* **Task goal**
List every mountain bike race named in the Breck Epic article below.

* **Text excerpt**
-=-=-
7 Lessons From the Breck Epic
Breck Epic Stage 4. Photo: Courtesy of Daniel Dunn Photo
This week, several hundred mountain bike racers are depriving themselves of oxygen and beating themselves silly in the fourth annual Breck Epic. In the spirit of the BC Bike Race and the TransRockies Challenge, this rapidly growing event attracts pro and amateurs alike to race approximately 40 miles each day for six consecutive days. (For the less robust racers, like me—though I prefer to think of it as "more reasonable"—there's also a three-day version.) Each day's stage starts around 9,600 feet in Breckenridge, Colorado, and notches between two-thirds and 1.5-miles of vertical on a mix of singletrack and fire roads. The leaders take between three and 3.5 hours to finish each stage—mortals spend up to double that.
I finished the three-day race on Tuesday and managed to secure a spot on the men's open podium. (Proceed to #5 before you get too impressed.) The course features tons of grin-inducing riding, the vibe is as friendly as a small-town diner waitress, and in spite of a few logistical snafus I'd do it again. Here are a few lessons and impressions.
-=-=-
* **Record set**
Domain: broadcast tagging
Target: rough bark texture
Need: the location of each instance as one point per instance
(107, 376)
-=-=-
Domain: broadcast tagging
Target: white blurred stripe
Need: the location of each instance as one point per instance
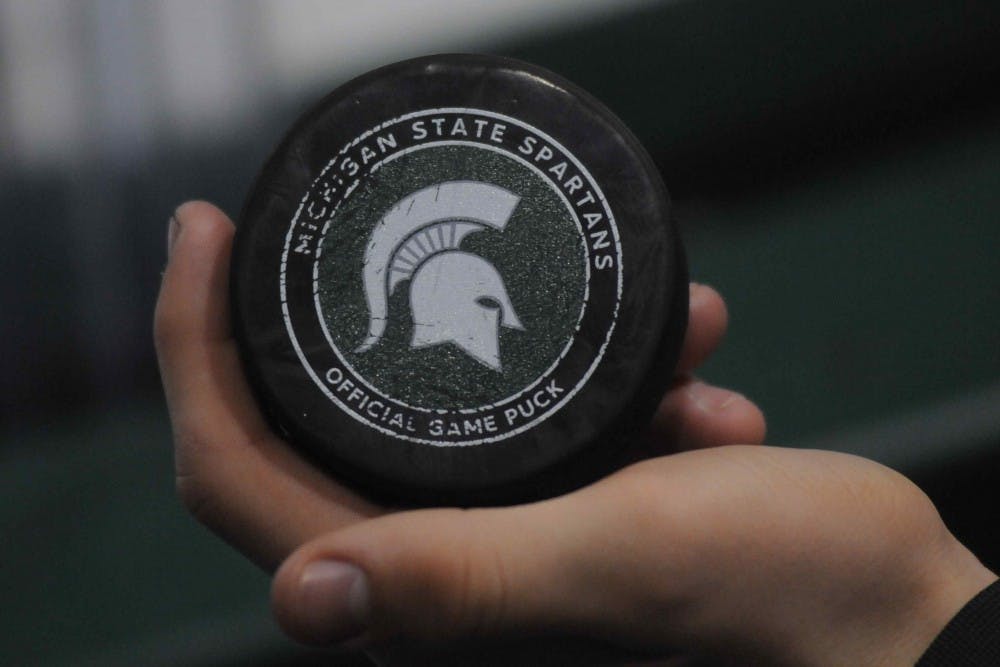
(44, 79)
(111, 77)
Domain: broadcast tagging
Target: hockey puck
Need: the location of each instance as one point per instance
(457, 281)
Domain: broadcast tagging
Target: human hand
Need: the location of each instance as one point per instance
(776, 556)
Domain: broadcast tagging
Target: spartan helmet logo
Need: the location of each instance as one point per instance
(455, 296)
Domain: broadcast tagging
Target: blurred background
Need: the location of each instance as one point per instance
-=-=-
* **Correct response**
Breck Epic
BC Bike Race
TransRockies Challenge